WHAT YOU HAVE TO DO> Down to the final line, reproduce the entries that follow exactly.

[DATA — start]

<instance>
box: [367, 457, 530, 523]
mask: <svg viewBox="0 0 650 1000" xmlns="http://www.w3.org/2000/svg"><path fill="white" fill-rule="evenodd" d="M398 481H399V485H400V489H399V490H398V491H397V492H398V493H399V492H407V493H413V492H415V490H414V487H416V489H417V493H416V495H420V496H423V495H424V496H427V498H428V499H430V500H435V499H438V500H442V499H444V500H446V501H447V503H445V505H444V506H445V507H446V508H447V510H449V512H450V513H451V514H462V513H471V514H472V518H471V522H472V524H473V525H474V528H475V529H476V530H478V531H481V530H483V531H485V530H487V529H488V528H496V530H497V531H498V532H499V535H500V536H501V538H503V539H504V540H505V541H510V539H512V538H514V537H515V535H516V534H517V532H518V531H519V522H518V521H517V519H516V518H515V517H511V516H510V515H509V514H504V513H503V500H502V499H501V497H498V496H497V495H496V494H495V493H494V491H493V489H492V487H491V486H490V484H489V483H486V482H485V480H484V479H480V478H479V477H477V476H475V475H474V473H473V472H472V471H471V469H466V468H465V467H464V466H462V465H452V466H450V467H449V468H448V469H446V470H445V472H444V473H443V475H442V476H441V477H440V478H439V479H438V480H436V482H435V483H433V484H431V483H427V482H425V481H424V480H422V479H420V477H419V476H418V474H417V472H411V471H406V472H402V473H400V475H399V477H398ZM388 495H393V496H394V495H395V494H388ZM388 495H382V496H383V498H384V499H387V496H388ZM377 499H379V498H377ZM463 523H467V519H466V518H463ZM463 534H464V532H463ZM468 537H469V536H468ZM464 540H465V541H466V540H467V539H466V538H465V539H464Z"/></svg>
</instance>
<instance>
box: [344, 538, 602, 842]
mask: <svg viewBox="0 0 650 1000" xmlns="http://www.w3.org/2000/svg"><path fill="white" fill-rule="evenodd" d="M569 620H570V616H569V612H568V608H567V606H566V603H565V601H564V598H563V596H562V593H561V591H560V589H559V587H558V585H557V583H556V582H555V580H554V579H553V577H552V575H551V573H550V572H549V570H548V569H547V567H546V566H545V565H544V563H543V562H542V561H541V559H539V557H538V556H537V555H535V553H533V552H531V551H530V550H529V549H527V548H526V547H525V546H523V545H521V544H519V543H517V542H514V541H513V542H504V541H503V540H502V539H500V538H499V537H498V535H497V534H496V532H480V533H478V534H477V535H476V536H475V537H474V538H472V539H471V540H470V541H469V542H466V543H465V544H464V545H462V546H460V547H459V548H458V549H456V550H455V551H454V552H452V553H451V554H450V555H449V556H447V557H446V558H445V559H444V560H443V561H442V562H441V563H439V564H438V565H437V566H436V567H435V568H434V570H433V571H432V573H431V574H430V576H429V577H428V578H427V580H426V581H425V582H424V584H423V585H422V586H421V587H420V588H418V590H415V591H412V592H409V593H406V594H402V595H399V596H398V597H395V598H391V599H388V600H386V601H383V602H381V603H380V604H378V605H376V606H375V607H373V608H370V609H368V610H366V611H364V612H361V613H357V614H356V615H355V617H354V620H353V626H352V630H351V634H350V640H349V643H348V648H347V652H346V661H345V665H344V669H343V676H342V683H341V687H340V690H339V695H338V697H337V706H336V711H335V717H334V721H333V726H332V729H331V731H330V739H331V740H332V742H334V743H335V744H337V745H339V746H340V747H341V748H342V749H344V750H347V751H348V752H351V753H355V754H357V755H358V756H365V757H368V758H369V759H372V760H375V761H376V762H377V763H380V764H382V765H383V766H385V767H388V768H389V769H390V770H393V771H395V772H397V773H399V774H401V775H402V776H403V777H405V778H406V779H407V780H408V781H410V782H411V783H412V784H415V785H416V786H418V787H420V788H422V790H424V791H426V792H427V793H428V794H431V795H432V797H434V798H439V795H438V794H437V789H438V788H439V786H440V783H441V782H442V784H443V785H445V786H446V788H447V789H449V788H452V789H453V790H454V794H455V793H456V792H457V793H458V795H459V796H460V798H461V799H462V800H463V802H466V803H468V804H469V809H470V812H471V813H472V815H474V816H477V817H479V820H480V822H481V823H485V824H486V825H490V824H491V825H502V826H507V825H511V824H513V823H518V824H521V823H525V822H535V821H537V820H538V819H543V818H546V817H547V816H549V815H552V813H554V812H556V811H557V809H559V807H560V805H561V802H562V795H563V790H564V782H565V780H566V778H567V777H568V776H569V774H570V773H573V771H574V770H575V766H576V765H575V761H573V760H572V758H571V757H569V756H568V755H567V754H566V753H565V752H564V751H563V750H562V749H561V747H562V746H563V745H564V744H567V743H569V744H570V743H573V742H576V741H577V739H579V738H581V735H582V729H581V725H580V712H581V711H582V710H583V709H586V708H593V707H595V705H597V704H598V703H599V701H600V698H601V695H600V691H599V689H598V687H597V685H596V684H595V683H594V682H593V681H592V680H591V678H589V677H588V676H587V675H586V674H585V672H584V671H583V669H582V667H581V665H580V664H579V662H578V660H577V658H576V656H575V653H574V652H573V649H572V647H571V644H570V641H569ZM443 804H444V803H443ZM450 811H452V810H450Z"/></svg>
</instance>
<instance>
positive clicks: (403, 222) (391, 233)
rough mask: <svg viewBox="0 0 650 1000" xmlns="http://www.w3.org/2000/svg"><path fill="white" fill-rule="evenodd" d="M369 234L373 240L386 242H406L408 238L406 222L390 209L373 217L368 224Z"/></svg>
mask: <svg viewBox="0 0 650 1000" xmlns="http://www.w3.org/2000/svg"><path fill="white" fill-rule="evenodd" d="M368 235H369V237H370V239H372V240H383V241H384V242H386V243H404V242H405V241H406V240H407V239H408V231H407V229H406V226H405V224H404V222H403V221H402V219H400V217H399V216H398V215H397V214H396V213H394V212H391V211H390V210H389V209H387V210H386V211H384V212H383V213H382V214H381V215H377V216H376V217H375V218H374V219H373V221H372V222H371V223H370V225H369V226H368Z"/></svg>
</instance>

[DATA — finish]

RESPONSE BELOW>
<instance>
box: [367, 457, 530, 523]
mask: <svg viewBox="0 0 650 1000" xmlns="http://www.w3.org/2000/svg"><path fill="white" fill-rule="evenodd" d="M398 481H399V485H400V489H399V490H398V491H397V492H398V493H399V492H407V493H413V492H415V490H414V487H416V489H417V493H416V495H420V496H423V495H424V496H427V498H428V499H430V500H435V499H438V500H442V499H444V500H446V501H447V503H445V505H444V506H445V507H446V508H447V510H449V512H450V513H451V514H462V513H471V514H472V518H471V522H472V524H473V525H474V528H475V529H476V530H478V531H481V530H483V531H485V530H487V529H488V528H496V530H497V531H498V532H499V535H500V536H501V538H503V539H504V540H505V541H510V539H512V538H514V537H515V535H516V534H517V532H518V531H519V522H518V521H517V519H516V518H515V517H511V516H510V515H509V514H504V513H503V500H502V499H501V497H498V496H497V495H496V494H495V493H494V491H493V489H492V487H491V486H490V484H489V483H486V482H485V480H484V479H480V478H479V477H477V476H475V475H474V473H473V472H472V471H471V469H466V468H465V467H464V466H462V465H452V466H450V467H449V468H448V469H446V470H445V472H444V473H443V475H442V476H441V477H440V478H439V479H438V480H436V482H435V483H433V484H431V483H427V482H425V481H424V480H422V479H420V477H419V476H418V474H417V472H411V471H406V472H402V473H400V475H399V477H398ZM388 495H393V496H394V495H395V494H388ZM388 495H382V496H383V498H384V499H387V496H388ZM377 499H379V498H377ZM463 523H467V519H466V518H463ZM463 534H464V532H463ZM468 537H469V536H468ZM464 540H465V541H466V540H467V539H466V538H465V539H464Z"/></svg>
</instance>
<instance>
box: [344, 538, 602, 842]
mask: <svg viewBox="0 0 650 1000" xmlns="http://www.w3.org/2000/svg"><path fill="white" fill-rule="evenodd" d="M569 620H570V616H569V612H568V608H567V606H566V603H565V601H564V598H563V596H562V593H561V591H560V589H559V587H558V585H557V583H556V582H555V580H554V579H553V577H552V575H551V573H550V572H549V570H548V569H547V567H546V566H545V565H544V563H543V562H542V561H541V559H539V557H538V556H537V555H535V553H533V552H531V551H530V550H529V549H527V548H526V547H525V546H523V545H521V544H519V543H517V542H514V541H513V542H504V541H503V540H502V539H500V538H499V537H498V535H497V534H496V532H480V533H478V534H477V535H476V536H475V537H474V538H472V539H471V540H470V541H469V542H466V543H465V544H464V545H462V546H460V547H459V548H458V549H456V550H455V551H454V552H452V553H451V554H450V555H449V556H447V557H446V558H445V559H444V560H443V561H442V562H441V563H439V564H438V565H437V566H436V567H435V568H434V570H433V571H432V573H431V574H430V576H429V577H428V578H427V580H426V581H425V582H424V584H423V585H422V586H421V587H420V588H418V590H415V591H412V592H409V593H406V594H402V595H399V596H398V597H395V598H391V599H388V600H386V601H383V602H381V603H380V604H378V605H376V606H375V607H373V608H370V609H368V610H366V611H364V612H361V613H357V614H356V615H355V617H354V620H353V626H352V630H351V634H350V640H349V643H348V648H347V652H346V661H345V665H344V669H343V676H342V683H341V687H340V690H339V695H338V697H337V706H336V711H335V717H334V721H333V726H332V729H331V731H330V739H331V740H332V742H334V743H335V744H337V745H339V746H340V747H341V748H342V749H344V750H347V751H348V752H351V753H355V754H357V755H358V756H365V757H368V758H369V759H372V760H375V761H376V762H377V763H380V764H382V765H383V766H385V767H388V768H389V769H390V770H393V771H395V772H397V773H399V774H401V775H402V776H403V777H405V778H406V779H407V780H408V781H410V782H411V783H412V784H415V785H416V786H418V787H420V788H422V790H424V791H426V792H427V793H428V794H431V795H432V797H434V798H439V795H438V794H437V789H438V788H439V786H440V783H441V782H442V784H443V785H445V786H446V788H447V789H449V788H452V789H453V790H454V794H455V793H456V792H457V793H458V795H459V796H460V798H461V799H462V800H463V802H466V803H468V804H469V809H470V812H471V813H472V815H474V816H477V817H479V820H480V822H481V823H485V824H486V825H490V824H491V825H502V826H507V825H511V824H513V823H518V824H521V823H525V822H535V821H537V820H538V819H543V818H546V817H547V816H549V815H552V813H554V812H556V811H557V809H559V807H560V805H561V802H562V795H563V790H564V782H565V780H566V778H567V777H568V776H569V774H570V773H573V771H574V770H575V766H576V765H575V761H573V760H572V758H571V757H569V756H568V755H567V754H566V753H565V752H564V751H563V750H562V749H561V747H562V746H563V745H564V744H567V743H569V744H570V743H573V742H576V741H577V739H579V738H581V735H582V729H581V725H580V712H581V711H582V710H583V709H586V708H593V707H595V705H597V704H598V703H599V701H600V698H601V695H600V691H599V689H598V687H597V685H596V684H595V683H594V682H593V681H592V680H591V678H589V677H588V676H587V675H586V674H585V672H584V671H583V669H582V667H581V665H580V664H579V662H578V660H577V658H576V656H575V653H574V652H573V649H572V647H571V644H570V641H569ZM443 804H444V803H443ZM450 811H452V810H450Z"/></svg>
</instance>
<instance>
positive clicks: (403, 222) (391, 233)
rough mask: <svg viewBox="0 0 650 1000" xmlns="http://www.w3.org/2000/svg"><path fill="white" fill-rule="evenodd" d="M369 234L373 240L386 242H406L408 238L406 222L390 209L373 217L368 224Z"/></svg>
mask: <svg viewBox="0 0 650 1000" xmlns="http://www.w3.org/2000/svg"><path fill="white" fill-rule="evenodd" d="M368 235H369V237H370V239H372V240H383V241H384V242H386V243H404V242H405V241H406V240H407V239H408V231H407V229H406V226H405V224H404V222H403V221H402V219H400V217H399V216H398V215H397V214H396V213H394V212H391V211H390V210H389V209H387V210H386V211H384V212H383V213H382V214H381V215H377V216H376V217H375V218H374V219H373V221H372V222H371V223H370V225H369V226H368Z"/></svg>
</instance>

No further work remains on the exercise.